Can you copy the stretch of the listing below from the line containing "of the side" through the line containing "[[192, 218]]", reproducing each of those lines character for character?
--- BEGIN ---
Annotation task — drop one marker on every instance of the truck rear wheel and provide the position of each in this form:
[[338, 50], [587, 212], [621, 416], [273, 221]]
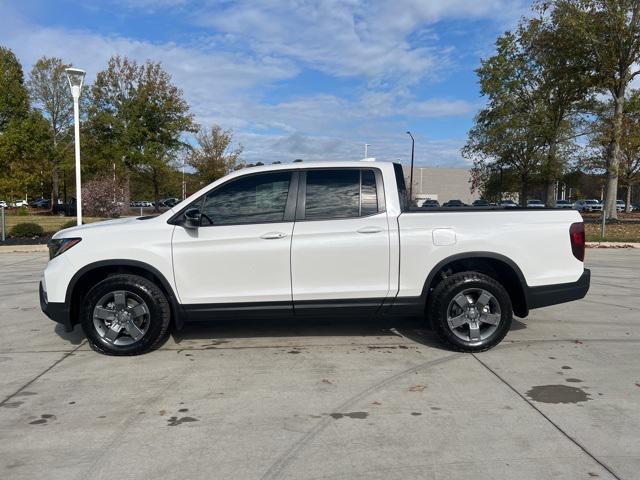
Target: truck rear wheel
[[125, 315], [470, 311]]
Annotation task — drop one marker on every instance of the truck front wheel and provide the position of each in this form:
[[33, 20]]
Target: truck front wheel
[[125, 315], [470, 311]]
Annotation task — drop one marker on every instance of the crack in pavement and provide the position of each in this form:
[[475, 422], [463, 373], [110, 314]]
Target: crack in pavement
[[44, 372], [548, 419]]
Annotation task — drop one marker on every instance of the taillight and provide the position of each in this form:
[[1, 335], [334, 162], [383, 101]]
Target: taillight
[[576, 234]]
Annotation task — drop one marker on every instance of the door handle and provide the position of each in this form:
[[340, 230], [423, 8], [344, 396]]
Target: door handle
[[370, 229], [273, 235]]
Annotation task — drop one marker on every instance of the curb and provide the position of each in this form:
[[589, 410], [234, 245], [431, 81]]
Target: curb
[[23, 248], [612, 245]]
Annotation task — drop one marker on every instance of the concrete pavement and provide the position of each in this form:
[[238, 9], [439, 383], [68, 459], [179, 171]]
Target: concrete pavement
[[559, 398]]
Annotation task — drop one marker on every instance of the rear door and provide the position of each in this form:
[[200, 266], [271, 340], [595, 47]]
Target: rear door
[[340, 246]]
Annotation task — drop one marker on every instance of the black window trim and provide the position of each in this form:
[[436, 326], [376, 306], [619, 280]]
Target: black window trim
[[302, 194], [289, 209]]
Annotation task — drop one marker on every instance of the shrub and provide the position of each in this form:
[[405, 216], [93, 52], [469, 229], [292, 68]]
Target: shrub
[[27, 229], [97, 198]]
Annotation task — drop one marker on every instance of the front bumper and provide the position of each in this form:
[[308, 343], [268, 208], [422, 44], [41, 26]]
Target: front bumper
[[546, 295], [58, 312]]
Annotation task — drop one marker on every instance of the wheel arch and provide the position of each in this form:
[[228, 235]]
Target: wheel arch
[[499, 267], [90, 274]]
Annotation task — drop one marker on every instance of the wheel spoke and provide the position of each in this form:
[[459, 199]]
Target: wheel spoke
[[112, 334], [103, 313], [134, 331], [490, 318], [120, 300], [483, 300], [458, 321], [462, 301], [138, 310], [474, 331]]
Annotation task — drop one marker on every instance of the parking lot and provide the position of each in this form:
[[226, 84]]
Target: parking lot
[[559, 398]]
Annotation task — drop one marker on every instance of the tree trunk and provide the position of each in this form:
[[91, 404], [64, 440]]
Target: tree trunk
[[552, 195], [126, 191], [524, 187], [611, 194], [156, 192]]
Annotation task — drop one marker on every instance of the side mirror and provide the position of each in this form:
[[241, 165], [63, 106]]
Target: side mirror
[[192, 218]]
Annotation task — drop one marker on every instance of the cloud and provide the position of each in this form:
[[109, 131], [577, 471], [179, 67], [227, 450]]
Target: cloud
[[227, 74]]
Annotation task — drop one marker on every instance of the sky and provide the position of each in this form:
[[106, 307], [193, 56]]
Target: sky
[[293, 78]]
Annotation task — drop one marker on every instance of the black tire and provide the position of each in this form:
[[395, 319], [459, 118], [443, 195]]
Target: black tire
[[441, 300], [157, 318]]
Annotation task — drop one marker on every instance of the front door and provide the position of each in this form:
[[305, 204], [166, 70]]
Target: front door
[[340, 248], [240, 253]]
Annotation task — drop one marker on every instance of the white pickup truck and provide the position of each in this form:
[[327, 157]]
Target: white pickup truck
[[333, 239]]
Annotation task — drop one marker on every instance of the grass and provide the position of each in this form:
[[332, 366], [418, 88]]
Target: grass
[[50, 223], [614, 232]]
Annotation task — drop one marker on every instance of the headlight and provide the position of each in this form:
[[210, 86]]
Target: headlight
[[60, 245]]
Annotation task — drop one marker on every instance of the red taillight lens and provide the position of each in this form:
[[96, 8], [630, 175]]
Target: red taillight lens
[[576, 234]]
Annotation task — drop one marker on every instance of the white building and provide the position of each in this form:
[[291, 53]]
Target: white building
[[442, 184]]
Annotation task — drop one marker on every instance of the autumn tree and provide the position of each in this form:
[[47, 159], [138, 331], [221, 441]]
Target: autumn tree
[[508, 131], [608, 32], [137, 117], [50, 93], [14, 100], [214, 156]]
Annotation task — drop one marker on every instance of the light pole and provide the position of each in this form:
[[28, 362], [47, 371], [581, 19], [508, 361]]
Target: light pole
[[413, 144], [76, 78]]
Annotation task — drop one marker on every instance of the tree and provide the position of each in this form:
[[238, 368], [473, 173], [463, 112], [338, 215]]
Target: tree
[[50, 92], [629, 168], [24, 144], [213, 157], [138, 117], [14, 100], [608, 31], [508, 131], [564, 86]]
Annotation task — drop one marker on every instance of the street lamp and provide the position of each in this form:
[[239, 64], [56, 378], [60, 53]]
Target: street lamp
[[413, 144], [76, 78]]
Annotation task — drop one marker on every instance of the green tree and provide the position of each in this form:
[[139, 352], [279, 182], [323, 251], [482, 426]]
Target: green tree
[[14, 100], [25, 145], [508, 132], [608, 32], [50, 92], [138, 117], [214, 157]]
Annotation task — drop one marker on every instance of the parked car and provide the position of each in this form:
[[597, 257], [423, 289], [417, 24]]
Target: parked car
[[169, 202], [454, 204], [564, 204], [533, 203], [430, 204], [508, 204], [231, 251], [588, 205], [41, 203]]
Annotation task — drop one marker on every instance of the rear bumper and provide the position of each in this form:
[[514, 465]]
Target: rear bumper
[[58, 312], [546, 295]]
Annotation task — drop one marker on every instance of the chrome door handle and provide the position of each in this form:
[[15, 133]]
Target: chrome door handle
[[273, 235], [370, 229]]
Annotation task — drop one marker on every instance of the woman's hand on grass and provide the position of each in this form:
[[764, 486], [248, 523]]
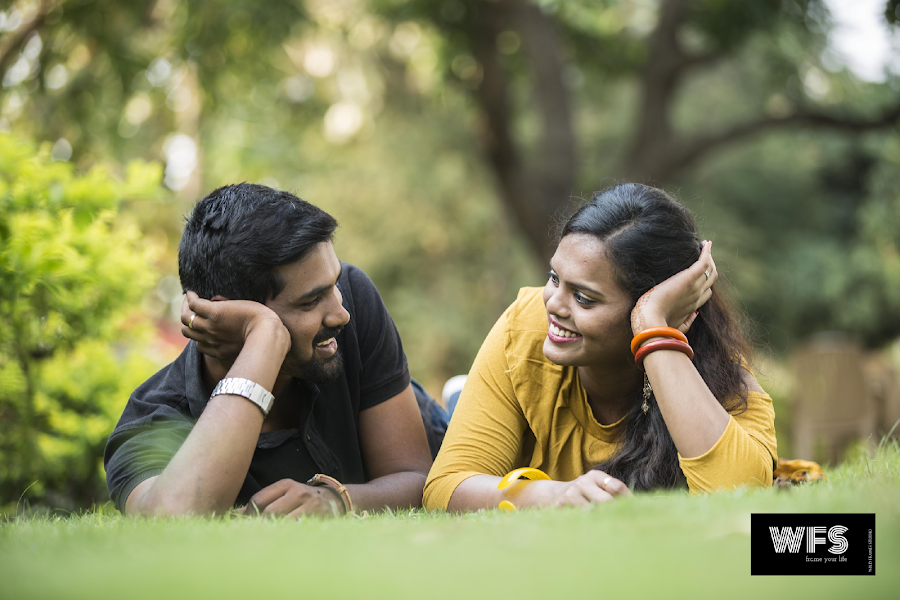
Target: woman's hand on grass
[[594, 487], [675, 301], [220, 326]]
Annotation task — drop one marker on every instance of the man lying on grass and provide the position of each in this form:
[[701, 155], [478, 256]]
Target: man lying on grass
[[294, 396]]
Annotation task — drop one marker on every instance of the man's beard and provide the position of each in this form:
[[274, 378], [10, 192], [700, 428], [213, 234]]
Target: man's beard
[[323, 372], [319, 371]]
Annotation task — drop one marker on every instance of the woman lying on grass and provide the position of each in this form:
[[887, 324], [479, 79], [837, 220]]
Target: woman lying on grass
[[556, 385]]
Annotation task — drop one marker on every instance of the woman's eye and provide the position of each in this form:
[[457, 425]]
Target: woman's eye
[[583, 300]]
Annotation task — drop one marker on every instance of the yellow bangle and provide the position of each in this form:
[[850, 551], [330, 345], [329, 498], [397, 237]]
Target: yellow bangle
[[513, 476]]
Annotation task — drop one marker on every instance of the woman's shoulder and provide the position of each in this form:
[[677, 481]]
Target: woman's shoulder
[[524, 326]]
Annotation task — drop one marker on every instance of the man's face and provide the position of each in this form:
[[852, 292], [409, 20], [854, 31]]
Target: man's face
[[311, 310]]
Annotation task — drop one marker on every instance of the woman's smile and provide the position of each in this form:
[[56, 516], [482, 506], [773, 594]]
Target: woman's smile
[[558, 334]]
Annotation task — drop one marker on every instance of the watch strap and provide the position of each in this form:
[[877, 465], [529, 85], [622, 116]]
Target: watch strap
[[252, 391]]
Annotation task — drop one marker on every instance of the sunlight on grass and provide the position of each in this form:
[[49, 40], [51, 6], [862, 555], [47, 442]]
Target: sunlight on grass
[[666, 544]]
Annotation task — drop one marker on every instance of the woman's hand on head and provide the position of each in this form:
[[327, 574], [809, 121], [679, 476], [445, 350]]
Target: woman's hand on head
[[220, 326], [593, 487], [675, 301]]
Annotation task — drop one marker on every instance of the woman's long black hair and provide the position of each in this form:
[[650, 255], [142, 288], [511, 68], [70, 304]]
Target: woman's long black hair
[[649, 237]]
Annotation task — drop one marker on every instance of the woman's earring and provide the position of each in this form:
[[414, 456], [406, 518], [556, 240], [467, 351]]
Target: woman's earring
[[647, 391]]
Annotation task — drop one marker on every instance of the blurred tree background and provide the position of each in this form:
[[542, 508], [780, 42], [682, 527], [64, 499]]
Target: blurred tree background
[[446, 136]]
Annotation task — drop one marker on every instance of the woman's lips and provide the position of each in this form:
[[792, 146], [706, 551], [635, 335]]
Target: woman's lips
[[561, 335]]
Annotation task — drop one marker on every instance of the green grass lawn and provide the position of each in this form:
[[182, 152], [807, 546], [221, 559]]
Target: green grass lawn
[[669, 545]]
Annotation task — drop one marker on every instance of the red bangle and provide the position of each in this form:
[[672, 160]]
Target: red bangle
[[646, 349], [669, 332]]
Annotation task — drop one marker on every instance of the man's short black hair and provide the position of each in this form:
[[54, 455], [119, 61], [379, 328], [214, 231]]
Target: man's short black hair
[[238, 234]]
--- END ---
-- Written answer --
Annotation task — drop one marker on every instance of the side mirror and provide the position of each in this form:
[[241, 165], [63, 106]]
Target: side mirror
[[192, 218]]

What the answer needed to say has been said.